(Saved entries)

Start of Block

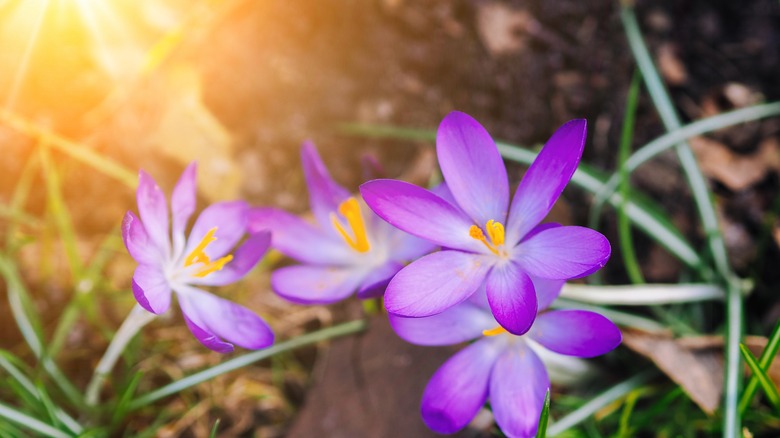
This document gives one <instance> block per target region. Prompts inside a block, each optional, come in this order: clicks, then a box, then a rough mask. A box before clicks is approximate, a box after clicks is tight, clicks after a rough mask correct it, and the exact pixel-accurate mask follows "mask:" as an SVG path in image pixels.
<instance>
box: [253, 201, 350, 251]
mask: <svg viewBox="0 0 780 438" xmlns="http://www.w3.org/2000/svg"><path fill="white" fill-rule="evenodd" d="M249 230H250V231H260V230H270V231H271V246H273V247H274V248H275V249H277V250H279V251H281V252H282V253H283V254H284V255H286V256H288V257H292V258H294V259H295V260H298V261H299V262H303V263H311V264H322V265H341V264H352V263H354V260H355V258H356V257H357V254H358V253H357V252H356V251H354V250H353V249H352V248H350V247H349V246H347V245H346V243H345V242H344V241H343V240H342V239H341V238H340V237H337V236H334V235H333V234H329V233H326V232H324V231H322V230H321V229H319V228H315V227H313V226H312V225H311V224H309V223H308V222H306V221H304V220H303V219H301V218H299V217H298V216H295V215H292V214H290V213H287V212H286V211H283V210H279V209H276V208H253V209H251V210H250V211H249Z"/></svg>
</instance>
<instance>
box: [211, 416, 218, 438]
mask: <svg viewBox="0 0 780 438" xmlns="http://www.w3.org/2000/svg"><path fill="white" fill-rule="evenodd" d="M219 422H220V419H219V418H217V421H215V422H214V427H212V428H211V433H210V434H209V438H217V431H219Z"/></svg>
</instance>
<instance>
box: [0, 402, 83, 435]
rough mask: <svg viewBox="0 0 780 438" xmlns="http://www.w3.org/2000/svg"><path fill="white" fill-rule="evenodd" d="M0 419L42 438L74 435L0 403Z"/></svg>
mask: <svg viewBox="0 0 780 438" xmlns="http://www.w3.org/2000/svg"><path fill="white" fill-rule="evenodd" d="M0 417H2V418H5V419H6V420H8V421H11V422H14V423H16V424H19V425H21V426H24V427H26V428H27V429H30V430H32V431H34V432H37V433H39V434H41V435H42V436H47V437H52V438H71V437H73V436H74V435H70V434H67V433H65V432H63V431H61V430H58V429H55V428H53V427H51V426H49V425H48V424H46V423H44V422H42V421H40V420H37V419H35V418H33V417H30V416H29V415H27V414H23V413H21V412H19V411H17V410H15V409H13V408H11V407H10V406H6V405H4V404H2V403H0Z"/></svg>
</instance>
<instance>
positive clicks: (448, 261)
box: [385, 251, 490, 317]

End of Block
Start of Block

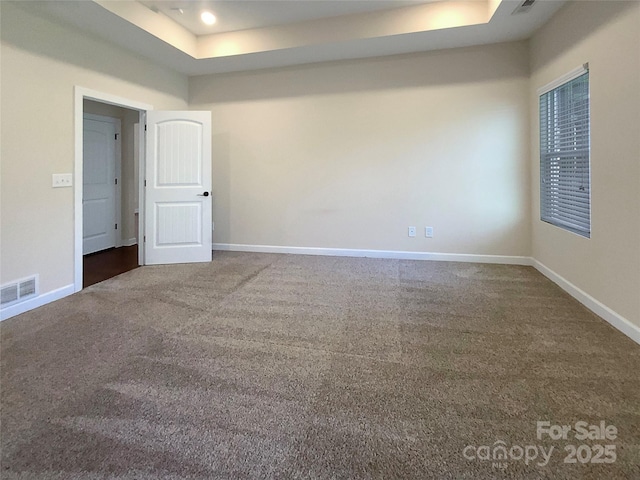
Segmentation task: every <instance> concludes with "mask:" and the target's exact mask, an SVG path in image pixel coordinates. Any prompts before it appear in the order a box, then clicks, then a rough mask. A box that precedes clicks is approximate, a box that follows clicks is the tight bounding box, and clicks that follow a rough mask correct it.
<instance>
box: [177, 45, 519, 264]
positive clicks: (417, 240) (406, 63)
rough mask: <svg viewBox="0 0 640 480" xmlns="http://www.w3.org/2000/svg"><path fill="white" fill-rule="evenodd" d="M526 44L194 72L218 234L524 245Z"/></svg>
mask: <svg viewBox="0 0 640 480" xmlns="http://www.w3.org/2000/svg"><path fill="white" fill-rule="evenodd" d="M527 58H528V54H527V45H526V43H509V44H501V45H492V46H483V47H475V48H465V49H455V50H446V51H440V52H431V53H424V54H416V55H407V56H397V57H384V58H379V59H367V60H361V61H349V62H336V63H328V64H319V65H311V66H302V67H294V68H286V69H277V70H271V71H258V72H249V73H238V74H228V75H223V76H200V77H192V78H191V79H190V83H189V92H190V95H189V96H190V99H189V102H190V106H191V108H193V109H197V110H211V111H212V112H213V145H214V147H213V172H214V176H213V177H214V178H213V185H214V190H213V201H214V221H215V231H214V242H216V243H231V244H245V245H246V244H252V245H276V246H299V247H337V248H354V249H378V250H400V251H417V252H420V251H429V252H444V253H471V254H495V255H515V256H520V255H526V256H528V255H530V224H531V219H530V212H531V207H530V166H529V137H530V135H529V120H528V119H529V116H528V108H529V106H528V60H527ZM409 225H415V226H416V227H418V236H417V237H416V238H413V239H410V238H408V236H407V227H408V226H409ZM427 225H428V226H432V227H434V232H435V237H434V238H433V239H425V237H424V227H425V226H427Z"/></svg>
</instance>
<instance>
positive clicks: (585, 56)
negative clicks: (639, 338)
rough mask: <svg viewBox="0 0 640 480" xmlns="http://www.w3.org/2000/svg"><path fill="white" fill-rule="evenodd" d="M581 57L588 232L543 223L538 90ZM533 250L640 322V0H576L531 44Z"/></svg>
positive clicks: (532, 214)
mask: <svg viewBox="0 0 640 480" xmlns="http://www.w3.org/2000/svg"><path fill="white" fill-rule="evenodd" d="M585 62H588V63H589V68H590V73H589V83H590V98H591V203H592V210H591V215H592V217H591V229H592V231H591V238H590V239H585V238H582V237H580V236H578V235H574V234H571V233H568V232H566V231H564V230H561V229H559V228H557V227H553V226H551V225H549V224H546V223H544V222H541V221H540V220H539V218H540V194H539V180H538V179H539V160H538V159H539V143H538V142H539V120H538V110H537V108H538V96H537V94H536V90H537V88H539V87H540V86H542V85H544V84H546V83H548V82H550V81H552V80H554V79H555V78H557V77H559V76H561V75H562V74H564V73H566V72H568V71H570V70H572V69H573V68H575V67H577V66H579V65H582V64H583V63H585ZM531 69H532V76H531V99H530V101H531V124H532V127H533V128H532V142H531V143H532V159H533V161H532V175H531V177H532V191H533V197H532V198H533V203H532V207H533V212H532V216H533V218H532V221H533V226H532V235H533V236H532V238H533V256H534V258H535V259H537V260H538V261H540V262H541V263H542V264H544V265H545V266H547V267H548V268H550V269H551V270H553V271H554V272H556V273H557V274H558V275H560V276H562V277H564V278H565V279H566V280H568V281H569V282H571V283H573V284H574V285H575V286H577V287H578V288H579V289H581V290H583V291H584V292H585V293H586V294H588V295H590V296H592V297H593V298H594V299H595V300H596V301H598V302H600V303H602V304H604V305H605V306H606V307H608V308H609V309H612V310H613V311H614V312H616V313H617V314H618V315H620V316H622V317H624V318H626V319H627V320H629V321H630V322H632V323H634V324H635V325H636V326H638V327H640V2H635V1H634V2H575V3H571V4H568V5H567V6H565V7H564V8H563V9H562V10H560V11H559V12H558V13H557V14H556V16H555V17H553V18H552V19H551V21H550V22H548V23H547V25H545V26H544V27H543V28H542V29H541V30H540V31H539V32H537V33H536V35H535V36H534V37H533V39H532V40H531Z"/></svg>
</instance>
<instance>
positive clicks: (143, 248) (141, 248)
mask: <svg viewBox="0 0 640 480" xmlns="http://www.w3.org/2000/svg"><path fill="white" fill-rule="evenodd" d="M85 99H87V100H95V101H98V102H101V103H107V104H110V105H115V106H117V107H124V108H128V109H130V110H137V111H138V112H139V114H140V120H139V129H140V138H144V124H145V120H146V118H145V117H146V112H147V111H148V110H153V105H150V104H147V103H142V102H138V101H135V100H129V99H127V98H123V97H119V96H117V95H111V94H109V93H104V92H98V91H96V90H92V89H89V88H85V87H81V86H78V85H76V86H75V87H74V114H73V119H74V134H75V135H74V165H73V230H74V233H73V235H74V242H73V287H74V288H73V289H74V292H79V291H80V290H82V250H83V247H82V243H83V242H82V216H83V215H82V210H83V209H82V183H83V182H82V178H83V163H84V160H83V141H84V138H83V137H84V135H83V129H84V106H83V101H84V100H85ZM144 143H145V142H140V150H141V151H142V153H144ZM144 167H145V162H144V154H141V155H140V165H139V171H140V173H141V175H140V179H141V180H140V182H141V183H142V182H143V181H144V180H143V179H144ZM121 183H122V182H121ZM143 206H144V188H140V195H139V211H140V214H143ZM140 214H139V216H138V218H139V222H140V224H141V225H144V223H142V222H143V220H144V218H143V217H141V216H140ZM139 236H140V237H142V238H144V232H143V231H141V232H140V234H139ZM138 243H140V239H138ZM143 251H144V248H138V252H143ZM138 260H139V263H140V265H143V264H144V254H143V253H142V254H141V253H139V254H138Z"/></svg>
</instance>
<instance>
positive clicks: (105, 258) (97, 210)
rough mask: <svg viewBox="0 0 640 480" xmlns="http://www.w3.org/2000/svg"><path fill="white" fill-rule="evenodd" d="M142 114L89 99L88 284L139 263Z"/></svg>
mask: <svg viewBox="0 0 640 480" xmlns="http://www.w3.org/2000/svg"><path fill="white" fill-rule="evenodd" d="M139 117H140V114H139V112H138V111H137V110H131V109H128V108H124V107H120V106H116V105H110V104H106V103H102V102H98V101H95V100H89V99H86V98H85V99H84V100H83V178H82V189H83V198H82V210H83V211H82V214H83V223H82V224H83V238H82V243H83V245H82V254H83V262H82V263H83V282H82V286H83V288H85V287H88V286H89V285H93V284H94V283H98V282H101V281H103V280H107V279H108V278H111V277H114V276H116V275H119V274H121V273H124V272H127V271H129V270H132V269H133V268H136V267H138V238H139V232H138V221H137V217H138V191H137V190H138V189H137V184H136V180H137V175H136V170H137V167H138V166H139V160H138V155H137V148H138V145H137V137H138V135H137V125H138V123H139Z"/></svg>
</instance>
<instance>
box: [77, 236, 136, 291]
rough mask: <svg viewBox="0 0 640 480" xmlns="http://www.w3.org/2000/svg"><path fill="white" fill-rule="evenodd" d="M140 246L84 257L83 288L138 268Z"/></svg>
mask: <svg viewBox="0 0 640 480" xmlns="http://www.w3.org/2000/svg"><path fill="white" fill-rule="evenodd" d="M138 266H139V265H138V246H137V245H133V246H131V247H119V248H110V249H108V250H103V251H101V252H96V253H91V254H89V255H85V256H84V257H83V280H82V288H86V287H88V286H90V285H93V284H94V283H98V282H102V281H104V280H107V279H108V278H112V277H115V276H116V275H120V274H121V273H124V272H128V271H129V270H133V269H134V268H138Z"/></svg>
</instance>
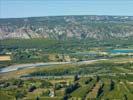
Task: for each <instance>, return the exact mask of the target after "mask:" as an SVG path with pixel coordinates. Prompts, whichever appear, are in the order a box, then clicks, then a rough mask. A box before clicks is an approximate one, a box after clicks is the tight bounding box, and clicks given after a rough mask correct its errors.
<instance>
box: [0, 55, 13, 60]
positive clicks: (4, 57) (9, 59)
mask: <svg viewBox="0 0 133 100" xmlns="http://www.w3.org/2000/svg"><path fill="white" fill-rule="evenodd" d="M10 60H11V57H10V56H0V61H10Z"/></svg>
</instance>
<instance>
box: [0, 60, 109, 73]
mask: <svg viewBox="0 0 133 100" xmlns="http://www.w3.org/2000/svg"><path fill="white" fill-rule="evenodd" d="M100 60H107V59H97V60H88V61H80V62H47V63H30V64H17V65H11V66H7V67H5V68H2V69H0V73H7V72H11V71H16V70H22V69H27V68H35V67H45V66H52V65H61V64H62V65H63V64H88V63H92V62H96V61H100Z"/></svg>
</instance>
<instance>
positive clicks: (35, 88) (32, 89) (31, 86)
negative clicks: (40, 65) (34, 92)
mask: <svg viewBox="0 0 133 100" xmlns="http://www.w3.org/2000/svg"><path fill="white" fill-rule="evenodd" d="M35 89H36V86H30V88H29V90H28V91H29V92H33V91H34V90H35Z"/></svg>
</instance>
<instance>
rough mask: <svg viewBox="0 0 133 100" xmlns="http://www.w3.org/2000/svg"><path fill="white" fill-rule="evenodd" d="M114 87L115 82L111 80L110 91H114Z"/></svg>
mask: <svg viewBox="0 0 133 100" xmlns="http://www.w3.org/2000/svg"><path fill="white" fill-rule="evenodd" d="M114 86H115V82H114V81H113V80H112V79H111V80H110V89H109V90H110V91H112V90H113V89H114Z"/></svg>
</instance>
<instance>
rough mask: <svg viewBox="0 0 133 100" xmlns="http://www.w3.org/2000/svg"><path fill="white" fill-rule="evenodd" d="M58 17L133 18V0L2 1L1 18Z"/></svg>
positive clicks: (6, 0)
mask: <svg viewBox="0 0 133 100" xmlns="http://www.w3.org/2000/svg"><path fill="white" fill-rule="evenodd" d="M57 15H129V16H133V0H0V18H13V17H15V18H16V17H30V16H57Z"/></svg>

End of Block
Start of Block

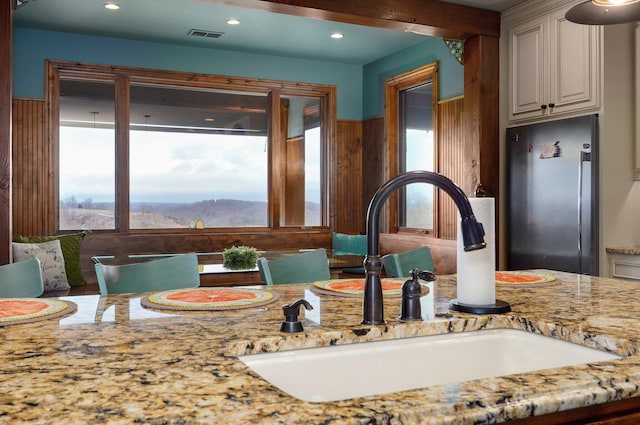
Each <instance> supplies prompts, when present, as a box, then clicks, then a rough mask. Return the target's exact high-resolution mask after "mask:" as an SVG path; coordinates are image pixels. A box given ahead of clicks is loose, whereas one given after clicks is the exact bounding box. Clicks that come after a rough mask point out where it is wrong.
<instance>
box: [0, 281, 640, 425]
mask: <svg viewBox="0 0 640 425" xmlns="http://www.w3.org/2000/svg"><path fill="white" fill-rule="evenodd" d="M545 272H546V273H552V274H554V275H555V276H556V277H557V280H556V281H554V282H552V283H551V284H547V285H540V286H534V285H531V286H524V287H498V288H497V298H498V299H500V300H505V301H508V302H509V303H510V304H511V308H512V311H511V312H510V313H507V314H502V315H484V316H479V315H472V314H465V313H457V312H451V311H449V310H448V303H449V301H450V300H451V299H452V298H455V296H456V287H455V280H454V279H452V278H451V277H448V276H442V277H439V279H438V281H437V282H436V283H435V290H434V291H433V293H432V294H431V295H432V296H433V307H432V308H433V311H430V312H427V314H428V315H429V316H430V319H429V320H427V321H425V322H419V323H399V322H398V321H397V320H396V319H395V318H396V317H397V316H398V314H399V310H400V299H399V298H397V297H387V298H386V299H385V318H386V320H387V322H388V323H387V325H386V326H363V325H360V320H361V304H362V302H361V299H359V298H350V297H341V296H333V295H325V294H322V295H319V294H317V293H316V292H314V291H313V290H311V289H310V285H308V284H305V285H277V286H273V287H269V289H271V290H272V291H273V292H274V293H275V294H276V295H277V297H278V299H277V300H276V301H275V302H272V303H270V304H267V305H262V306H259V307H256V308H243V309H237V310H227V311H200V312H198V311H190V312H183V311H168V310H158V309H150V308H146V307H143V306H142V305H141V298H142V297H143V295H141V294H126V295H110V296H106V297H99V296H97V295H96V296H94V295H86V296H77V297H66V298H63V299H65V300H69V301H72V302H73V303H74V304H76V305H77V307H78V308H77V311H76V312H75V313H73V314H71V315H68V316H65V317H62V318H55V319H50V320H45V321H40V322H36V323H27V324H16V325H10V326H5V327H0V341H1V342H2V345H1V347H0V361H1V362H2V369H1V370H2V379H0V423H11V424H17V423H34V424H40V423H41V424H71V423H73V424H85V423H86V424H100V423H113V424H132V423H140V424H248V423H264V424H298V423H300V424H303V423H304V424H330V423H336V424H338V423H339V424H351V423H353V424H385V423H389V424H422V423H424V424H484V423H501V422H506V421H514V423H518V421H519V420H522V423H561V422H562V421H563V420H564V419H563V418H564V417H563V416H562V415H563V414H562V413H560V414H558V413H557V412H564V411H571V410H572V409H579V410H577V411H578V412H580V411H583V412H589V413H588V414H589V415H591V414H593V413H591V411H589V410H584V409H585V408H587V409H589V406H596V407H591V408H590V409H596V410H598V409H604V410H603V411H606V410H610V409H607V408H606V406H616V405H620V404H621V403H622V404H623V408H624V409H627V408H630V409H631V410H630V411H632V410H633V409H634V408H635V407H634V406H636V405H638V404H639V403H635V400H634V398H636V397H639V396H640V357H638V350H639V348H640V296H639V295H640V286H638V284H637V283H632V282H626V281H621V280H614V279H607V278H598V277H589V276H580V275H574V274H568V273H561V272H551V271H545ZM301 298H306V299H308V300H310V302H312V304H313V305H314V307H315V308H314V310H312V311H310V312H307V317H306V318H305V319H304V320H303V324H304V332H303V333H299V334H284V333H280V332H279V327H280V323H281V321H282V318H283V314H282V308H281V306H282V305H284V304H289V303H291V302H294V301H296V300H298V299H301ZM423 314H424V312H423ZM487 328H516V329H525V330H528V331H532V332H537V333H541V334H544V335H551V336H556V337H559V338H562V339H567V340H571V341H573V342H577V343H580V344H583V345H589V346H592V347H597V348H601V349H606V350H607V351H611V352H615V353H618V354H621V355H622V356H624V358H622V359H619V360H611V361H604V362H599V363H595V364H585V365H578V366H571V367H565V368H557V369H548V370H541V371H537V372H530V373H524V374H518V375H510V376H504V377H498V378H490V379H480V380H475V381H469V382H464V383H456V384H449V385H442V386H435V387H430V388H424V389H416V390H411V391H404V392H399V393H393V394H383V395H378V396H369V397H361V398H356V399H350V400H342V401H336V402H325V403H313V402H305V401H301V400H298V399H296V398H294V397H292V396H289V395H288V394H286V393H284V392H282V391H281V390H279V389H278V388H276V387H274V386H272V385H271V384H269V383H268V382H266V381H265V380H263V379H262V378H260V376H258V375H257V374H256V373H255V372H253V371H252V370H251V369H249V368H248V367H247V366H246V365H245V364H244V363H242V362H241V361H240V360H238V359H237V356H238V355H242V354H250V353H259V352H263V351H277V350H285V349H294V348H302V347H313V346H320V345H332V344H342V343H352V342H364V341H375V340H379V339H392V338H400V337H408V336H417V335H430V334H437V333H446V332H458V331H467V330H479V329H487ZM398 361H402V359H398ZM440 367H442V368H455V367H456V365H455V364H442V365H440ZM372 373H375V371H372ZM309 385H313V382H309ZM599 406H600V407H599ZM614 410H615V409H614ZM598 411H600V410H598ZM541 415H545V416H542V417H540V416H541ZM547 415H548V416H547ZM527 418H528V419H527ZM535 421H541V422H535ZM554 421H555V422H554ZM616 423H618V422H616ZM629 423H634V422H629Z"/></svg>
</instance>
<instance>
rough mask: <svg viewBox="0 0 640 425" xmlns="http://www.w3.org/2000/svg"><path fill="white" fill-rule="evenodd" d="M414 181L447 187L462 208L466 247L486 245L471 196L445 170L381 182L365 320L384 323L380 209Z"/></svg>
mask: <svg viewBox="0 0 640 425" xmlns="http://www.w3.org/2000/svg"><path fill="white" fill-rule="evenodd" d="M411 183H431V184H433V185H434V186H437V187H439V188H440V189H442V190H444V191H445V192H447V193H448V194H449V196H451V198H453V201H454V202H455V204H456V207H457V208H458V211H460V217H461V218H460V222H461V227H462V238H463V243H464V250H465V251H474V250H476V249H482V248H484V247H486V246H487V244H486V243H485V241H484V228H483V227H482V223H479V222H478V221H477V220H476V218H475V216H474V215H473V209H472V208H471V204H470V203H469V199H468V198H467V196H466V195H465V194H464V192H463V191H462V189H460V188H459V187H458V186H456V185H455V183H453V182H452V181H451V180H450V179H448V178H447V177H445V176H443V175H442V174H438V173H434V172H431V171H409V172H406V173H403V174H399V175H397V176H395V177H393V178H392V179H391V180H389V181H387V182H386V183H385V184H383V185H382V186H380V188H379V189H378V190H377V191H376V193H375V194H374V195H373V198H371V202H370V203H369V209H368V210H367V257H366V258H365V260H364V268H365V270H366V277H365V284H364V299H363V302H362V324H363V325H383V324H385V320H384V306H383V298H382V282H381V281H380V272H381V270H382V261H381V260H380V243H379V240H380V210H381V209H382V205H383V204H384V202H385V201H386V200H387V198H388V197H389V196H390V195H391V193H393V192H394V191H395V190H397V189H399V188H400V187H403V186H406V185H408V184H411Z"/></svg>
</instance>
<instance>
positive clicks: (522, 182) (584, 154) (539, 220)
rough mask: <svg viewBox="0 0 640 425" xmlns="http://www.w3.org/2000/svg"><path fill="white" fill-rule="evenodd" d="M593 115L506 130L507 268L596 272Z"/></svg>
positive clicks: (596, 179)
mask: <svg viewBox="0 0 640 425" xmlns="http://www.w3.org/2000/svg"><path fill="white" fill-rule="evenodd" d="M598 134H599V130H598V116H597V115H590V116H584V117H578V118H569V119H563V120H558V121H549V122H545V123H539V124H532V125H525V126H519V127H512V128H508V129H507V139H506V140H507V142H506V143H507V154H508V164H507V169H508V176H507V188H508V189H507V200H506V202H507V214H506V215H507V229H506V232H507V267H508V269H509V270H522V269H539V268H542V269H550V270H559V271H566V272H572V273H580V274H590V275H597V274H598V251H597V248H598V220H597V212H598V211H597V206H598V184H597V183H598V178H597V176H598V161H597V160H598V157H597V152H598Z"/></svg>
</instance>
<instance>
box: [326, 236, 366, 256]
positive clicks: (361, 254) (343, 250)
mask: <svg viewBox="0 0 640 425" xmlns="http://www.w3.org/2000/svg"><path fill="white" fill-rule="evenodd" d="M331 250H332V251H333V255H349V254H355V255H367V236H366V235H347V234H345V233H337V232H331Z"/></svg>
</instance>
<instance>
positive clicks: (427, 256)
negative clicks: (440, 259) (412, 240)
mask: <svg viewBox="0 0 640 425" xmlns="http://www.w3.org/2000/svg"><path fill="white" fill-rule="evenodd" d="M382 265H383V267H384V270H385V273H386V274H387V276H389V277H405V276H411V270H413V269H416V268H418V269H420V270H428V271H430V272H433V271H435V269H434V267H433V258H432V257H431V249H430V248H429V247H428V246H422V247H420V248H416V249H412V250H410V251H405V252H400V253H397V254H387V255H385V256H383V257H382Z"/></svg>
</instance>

End of Block

# Action item
Extract every row above that contains the string "negative", copying each one in full. Case counts.

# Reply to the task
negative clicks: (639, 338)
negative clicks: (40, 65) (34, 92)
negative clicks: (440, 259) (412, 240)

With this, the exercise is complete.